Source data:
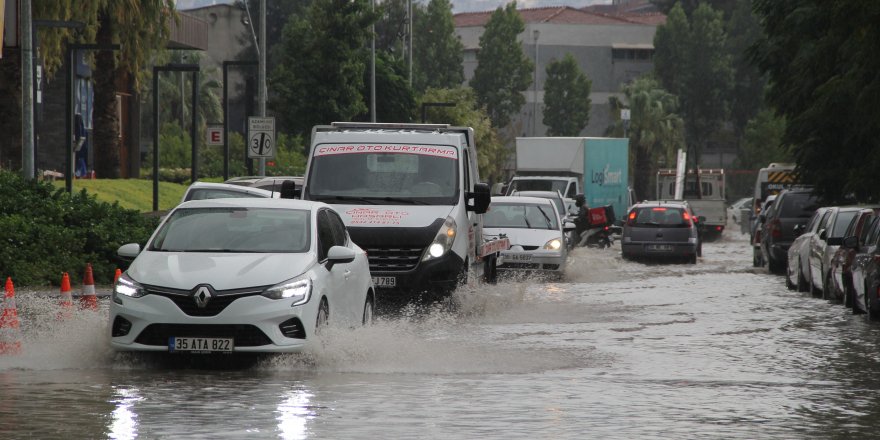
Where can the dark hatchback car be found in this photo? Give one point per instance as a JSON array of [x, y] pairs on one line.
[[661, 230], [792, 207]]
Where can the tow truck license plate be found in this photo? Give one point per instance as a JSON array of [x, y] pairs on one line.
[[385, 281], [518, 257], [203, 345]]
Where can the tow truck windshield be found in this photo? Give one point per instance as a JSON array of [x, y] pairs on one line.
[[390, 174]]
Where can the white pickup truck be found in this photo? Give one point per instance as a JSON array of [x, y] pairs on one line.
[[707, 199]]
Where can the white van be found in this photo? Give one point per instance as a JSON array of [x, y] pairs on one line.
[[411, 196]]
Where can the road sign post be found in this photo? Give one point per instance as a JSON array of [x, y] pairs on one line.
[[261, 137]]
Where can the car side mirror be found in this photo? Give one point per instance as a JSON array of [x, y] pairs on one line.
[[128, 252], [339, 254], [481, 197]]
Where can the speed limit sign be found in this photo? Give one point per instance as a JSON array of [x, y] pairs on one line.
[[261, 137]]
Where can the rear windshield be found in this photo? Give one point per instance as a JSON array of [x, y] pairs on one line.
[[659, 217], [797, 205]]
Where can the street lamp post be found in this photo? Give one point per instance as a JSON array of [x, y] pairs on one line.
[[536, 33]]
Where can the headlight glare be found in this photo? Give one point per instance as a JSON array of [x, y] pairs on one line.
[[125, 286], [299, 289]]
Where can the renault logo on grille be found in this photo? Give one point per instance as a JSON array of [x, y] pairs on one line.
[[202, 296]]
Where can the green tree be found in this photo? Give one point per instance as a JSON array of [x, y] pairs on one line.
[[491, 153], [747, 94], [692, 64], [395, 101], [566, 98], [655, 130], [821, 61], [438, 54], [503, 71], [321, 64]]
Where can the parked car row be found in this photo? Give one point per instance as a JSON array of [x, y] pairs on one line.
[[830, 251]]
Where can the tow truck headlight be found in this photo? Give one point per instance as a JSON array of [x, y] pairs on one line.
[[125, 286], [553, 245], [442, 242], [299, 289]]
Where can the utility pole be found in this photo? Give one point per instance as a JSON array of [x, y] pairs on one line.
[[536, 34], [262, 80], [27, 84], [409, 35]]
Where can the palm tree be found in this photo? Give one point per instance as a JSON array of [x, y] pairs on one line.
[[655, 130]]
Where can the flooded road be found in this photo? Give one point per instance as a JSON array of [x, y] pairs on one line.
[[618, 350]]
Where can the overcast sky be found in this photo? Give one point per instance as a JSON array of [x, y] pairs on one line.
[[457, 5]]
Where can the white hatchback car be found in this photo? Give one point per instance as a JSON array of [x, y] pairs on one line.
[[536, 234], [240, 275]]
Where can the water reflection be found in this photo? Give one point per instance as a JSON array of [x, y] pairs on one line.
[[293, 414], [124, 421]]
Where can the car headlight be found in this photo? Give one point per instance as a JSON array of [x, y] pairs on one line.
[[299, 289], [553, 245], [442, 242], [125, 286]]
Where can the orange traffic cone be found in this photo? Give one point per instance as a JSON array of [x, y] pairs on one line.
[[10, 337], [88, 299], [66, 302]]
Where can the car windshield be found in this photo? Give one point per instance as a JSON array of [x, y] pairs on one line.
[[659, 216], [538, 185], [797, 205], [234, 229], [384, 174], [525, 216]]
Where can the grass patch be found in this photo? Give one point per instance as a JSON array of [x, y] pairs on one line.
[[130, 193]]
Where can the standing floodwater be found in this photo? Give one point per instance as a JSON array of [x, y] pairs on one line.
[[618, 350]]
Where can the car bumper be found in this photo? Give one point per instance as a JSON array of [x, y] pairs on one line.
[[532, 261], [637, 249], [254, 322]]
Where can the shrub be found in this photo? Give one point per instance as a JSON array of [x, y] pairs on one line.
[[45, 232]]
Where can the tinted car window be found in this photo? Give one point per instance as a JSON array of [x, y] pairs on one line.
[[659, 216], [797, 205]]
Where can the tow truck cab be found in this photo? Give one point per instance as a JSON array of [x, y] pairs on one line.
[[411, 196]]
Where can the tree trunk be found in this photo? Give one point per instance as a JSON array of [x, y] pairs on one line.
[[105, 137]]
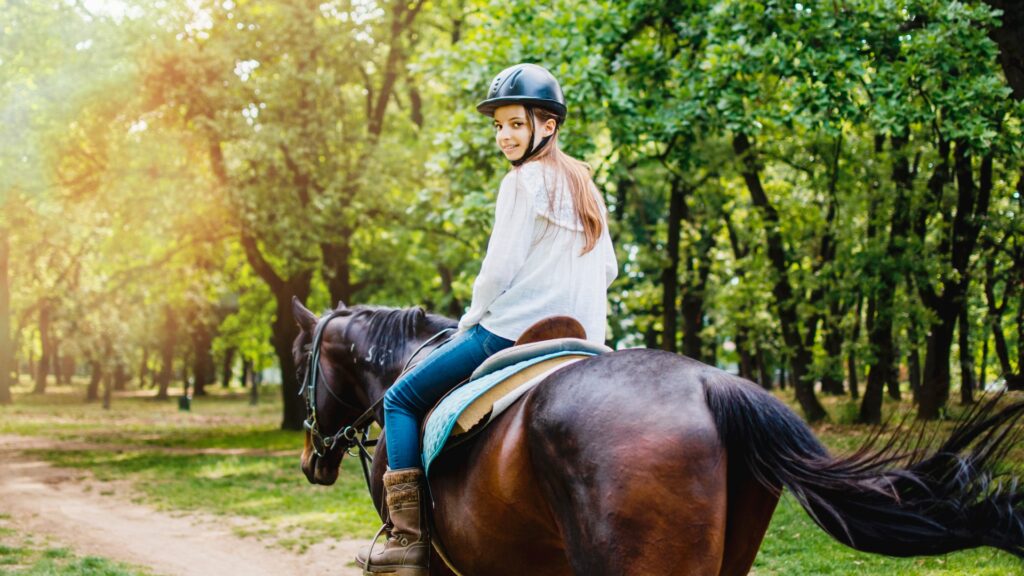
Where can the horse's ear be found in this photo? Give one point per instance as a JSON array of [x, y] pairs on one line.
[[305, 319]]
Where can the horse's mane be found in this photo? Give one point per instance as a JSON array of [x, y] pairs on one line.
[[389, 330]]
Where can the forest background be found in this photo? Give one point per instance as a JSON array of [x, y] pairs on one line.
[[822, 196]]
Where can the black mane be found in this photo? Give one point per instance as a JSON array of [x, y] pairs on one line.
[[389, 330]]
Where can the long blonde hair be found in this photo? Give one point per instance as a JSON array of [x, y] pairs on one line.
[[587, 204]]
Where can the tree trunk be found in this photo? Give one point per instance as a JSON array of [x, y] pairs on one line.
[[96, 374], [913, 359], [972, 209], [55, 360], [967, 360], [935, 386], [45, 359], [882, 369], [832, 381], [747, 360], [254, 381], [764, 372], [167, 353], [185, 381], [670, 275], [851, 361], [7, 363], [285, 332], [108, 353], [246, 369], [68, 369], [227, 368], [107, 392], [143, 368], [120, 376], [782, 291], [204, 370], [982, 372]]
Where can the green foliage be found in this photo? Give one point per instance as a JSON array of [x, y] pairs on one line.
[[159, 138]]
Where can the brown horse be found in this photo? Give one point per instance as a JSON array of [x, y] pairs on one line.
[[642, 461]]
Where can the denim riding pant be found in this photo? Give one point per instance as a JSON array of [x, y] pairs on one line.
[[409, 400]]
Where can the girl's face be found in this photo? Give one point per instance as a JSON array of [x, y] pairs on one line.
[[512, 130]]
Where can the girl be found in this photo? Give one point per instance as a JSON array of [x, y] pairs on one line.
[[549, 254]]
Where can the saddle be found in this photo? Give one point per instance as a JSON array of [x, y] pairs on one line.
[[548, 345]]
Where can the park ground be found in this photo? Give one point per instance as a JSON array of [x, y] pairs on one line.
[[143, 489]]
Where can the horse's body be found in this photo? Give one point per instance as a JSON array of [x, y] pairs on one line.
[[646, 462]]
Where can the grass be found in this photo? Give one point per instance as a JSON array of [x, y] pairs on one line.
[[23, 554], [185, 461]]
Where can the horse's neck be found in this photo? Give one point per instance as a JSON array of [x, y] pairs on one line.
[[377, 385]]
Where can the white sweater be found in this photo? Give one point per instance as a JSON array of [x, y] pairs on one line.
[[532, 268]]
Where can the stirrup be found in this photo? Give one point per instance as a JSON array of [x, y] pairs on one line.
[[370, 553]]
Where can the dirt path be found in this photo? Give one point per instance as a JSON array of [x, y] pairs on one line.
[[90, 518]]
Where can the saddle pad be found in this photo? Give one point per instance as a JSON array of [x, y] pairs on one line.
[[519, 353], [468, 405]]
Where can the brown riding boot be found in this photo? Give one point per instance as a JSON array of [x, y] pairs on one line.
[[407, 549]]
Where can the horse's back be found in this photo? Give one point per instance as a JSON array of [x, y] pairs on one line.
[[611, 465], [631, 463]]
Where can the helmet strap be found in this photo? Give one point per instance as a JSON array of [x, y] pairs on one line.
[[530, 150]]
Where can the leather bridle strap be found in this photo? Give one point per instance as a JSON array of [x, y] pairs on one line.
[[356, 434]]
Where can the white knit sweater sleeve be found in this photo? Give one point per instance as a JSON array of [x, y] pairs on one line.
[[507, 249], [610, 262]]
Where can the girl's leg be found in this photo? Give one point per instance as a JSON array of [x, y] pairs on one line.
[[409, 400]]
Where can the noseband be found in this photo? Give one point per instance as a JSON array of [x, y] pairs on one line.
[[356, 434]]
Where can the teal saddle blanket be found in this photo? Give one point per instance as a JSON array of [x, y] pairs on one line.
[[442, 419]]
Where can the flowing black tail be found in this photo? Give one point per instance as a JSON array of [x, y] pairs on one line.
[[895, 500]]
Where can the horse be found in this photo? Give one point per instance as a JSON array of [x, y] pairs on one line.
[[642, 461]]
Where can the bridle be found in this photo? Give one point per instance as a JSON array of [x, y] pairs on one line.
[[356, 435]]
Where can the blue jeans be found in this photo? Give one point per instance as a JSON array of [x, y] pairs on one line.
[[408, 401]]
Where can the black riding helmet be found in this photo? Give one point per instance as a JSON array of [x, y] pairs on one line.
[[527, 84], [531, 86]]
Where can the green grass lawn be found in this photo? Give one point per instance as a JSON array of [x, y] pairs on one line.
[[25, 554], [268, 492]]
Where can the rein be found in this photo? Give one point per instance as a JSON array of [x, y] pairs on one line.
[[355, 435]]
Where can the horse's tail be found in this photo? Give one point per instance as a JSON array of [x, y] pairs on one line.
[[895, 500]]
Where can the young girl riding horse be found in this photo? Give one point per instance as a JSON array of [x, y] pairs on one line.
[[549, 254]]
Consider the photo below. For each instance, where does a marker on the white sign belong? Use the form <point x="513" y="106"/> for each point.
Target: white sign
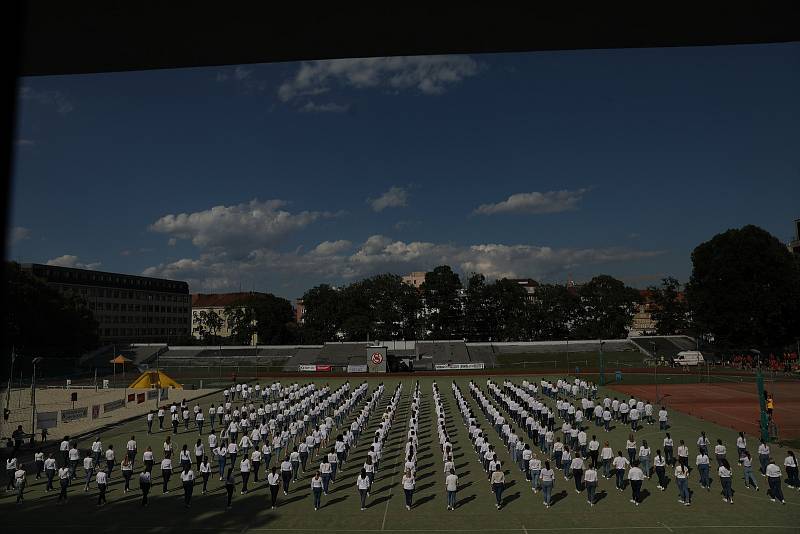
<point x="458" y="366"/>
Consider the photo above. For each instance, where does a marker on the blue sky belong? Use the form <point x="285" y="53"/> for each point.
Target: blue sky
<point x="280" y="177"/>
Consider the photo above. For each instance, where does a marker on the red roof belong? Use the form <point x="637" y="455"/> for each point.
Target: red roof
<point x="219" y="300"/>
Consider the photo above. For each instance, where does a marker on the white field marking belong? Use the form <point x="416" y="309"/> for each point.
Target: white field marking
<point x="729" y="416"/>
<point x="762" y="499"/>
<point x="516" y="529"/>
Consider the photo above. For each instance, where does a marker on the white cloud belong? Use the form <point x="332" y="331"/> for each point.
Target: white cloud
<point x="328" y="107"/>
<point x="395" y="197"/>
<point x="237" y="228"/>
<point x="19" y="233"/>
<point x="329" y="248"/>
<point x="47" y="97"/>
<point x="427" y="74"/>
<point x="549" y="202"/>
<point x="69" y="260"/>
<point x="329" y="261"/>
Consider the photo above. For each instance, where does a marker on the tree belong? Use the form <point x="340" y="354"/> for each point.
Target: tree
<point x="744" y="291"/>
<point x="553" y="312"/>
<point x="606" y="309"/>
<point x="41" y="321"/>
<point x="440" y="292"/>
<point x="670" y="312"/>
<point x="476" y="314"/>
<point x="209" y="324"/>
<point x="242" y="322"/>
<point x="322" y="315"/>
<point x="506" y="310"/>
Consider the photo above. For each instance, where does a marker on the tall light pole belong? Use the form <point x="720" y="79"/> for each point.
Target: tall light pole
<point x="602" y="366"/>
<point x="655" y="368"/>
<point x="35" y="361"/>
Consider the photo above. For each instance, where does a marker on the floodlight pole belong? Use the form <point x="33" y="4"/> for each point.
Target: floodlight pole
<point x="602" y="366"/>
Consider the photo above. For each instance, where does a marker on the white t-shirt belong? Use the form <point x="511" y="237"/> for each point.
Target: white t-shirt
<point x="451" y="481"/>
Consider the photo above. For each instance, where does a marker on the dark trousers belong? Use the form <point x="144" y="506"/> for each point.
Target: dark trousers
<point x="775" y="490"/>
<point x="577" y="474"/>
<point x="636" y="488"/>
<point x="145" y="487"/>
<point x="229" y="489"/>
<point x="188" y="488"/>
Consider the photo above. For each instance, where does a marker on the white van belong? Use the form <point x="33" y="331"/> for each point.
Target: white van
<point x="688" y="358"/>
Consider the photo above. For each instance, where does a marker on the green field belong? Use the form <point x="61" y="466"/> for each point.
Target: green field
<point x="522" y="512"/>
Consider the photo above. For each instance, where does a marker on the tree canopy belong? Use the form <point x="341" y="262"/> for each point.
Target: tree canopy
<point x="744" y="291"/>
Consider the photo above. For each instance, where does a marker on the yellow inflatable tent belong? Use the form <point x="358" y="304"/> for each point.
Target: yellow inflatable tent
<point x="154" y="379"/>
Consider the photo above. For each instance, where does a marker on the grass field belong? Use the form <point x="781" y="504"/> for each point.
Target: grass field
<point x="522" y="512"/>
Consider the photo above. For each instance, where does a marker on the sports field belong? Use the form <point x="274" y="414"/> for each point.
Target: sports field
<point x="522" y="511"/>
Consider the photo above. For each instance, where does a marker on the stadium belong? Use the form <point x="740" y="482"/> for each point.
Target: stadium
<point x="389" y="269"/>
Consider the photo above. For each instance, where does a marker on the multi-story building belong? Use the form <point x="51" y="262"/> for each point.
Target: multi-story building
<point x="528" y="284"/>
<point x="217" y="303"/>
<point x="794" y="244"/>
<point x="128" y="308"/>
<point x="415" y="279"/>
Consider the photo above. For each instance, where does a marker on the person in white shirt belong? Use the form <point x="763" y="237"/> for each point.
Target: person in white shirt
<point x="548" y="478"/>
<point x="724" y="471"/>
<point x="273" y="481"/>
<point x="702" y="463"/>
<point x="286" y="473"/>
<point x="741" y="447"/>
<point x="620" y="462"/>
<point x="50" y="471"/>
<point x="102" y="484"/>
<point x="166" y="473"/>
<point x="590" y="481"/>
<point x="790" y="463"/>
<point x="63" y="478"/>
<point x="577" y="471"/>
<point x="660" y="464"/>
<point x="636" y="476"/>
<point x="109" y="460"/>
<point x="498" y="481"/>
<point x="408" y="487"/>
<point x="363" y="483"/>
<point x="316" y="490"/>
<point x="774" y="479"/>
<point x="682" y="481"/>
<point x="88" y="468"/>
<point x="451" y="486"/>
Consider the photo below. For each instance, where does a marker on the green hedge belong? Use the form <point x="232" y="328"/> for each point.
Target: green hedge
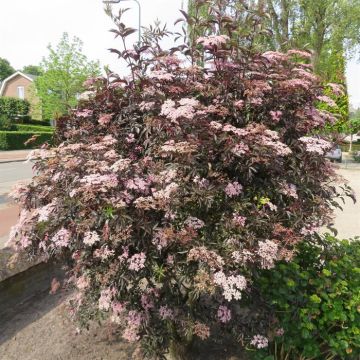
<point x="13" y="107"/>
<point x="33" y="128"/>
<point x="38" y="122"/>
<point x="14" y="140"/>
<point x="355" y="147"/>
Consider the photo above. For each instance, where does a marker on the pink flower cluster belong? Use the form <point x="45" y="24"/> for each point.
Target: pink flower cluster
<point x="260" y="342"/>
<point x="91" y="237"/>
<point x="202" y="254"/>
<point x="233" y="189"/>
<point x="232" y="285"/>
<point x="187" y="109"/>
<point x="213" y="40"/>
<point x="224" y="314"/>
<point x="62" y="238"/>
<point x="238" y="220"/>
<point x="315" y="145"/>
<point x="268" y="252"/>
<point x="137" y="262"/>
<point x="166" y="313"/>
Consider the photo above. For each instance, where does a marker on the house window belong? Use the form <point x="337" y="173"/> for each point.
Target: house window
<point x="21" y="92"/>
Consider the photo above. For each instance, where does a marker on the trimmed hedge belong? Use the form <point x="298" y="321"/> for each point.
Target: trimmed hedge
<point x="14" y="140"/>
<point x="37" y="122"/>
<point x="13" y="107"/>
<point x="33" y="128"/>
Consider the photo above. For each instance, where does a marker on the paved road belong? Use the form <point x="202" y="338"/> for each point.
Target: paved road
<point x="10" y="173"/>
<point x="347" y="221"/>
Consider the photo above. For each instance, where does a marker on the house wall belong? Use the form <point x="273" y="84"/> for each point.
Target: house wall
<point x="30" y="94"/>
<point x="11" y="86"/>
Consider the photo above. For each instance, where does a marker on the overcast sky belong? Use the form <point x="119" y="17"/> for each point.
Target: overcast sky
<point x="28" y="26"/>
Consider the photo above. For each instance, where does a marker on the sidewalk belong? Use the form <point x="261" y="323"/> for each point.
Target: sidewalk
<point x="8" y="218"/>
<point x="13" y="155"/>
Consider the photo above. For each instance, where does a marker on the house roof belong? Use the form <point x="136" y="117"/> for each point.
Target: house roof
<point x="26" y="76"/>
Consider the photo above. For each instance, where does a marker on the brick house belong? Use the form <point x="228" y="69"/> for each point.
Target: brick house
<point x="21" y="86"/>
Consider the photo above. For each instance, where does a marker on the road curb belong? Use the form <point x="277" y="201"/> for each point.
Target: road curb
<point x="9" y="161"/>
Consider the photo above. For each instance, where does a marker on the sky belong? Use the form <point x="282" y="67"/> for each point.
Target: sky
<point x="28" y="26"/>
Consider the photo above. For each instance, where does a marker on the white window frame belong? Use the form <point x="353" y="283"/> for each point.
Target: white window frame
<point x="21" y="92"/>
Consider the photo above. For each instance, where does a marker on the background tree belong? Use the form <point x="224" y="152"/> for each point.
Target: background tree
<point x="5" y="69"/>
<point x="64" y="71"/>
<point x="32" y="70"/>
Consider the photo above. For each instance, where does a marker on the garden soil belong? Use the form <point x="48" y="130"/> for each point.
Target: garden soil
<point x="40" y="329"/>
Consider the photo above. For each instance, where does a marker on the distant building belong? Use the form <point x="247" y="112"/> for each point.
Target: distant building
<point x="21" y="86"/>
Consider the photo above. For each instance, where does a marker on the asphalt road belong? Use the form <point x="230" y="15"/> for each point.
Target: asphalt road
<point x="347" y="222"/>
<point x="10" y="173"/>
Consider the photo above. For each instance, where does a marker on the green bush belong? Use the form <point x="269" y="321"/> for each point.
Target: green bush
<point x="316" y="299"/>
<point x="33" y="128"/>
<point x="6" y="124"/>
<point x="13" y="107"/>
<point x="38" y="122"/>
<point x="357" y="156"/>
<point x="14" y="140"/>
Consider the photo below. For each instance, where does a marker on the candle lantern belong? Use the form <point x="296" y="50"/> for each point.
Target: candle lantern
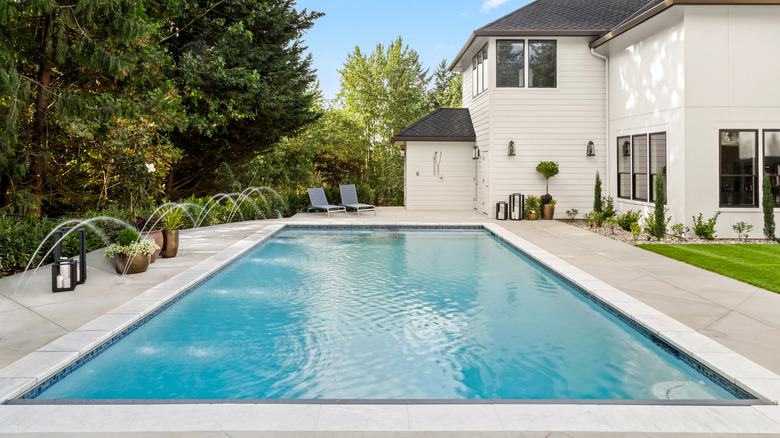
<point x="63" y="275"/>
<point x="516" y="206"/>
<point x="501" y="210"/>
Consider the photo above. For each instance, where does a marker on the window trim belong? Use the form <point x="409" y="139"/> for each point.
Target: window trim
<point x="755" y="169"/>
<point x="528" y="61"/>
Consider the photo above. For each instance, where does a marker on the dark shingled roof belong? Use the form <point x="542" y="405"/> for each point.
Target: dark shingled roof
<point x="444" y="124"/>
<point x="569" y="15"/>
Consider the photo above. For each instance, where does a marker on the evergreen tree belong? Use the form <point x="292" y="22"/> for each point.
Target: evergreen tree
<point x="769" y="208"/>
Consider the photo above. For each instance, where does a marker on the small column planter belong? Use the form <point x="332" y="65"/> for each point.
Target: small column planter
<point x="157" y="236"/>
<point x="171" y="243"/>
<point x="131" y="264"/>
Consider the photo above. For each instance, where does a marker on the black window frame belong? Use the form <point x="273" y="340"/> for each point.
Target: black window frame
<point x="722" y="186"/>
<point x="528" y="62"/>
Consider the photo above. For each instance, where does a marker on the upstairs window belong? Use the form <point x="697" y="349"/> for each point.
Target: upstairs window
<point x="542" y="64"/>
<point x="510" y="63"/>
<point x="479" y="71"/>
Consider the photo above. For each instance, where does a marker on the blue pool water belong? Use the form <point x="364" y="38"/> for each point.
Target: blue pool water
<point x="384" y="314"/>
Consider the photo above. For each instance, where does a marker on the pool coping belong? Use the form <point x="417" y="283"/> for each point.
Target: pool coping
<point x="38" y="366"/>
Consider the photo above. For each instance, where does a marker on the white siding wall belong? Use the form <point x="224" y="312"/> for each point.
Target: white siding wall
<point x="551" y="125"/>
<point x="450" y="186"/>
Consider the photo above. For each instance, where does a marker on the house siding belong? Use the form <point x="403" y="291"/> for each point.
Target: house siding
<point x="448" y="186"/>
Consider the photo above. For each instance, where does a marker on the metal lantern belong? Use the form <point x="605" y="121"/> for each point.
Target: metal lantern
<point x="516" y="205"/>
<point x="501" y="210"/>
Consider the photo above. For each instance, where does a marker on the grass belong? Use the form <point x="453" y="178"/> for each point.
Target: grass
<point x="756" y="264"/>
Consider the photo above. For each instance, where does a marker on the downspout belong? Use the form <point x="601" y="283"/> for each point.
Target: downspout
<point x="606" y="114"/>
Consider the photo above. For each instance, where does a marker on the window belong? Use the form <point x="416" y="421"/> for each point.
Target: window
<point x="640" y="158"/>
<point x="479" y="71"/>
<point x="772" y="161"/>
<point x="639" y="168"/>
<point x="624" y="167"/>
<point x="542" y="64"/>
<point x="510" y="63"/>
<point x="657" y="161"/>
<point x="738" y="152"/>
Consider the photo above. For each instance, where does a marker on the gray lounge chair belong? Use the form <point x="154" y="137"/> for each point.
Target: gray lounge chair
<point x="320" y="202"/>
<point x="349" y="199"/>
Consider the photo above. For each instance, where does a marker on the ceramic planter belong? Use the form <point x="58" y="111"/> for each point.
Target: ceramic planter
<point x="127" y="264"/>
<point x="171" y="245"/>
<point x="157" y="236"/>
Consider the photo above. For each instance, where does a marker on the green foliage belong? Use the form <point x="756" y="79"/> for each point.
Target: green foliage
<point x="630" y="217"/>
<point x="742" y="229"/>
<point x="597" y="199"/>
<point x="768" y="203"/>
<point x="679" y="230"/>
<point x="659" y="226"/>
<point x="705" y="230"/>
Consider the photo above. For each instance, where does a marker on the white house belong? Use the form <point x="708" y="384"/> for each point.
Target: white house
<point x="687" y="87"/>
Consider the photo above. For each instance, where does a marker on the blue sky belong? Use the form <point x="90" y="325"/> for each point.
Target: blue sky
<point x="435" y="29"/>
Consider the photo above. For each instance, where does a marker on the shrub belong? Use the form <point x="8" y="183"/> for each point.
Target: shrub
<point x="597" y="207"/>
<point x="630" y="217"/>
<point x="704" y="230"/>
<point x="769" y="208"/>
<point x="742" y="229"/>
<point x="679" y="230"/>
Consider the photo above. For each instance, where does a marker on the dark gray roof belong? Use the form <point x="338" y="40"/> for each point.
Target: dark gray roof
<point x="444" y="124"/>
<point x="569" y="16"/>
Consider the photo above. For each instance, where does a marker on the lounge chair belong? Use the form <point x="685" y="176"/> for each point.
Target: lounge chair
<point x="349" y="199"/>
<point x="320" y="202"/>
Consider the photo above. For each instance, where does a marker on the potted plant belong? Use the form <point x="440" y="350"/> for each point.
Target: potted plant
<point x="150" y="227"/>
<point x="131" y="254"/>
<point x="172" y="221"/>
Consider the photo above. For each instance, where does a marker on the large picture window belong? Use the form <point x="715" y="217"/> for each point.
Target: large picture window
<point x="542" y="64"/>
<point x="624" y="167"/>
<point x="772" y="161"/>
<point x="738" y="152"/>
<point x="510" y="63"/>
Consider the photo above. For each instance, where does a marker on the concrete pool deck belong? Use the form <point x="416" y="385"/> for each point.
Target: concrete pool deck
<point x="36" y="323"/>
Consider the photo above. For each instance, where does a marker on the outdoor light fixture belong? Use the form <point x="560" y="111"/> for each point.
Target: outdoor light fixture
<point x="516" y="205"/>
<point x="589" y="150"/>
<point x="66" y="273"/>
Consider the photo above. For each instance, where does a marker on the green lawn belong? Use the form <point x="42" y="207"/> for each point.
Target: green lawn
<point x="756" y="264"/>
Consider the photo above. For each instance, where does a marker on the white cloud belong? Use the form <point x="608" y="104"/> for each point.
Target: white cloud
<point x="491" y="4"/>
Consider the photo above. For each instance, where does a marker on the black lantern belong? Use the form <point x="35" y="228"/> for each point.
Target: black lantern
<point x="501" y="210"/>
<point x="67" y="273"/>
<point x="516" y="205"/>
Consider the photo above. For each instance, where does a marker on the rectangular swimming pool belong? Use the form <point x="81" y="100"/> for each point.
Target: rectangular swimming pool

Work instructions:
Print, word for word, the lines above that run from the line containing "Where can the horse's tail" to the line containing "the tree belong?", both included. Keep the pictures out.

Problem solution:
Where can the horse's tail be found in this photo? Give one point per instance as a JSON array of [x, y] pairs on one line.
[[895, 500]]
Where can the young girl riding horse be found in this photo? Give one point per instance as a JSON array of [x, y] pairs on one line.
[[549, 254]]
Consider the photo below. For each instance, where does a marker on the white sign belong? Use the form <point x="513" y="106"/> for each point.
Target: white sign
<point x="458" y="366"/>
Consider the photo above. For each instance, where does a marker on the blue sky belong? Use the form <point x="285" y="53"/> for each point.
Target: blue sky
<point x="280" y="177"/>
Consider the photo above. For each instance, where does a marker on the red roof belong? Use the form <point x="637" y="455"/> for each point.
Target: red roof
<point x="219" y="300"/>
Consider the photo above. For each instance, where does a marker on the white field marking belong? Use the form <point x="416" y="309"/> for each point.
Target: white field marking
<point x="729" y="416"/>
<point x="762" y="499"/>
<point x="516" y="529"/>
Consider the photo above. For each instance, where does a marker on the white cloud belong? Use the form <point x="332" y="331"/> for each point.
Target: white cloud
<point x="328" y="107"/>
<point x="395" y="197"/>
<point x="237" y="228"/>
<point x="19" y="233"/>
<point x="329" y="248"/>
<point x="47" y="97"/>
<point x="427" y="74"/>
<point x="549" y="202"/>
<point x="69" y="260"/>
<point x="329" y="261"/>
Consider the photo above. For each instance, where does a marker on the tree belong? Use the form <point x="340" y="354"/> for each point.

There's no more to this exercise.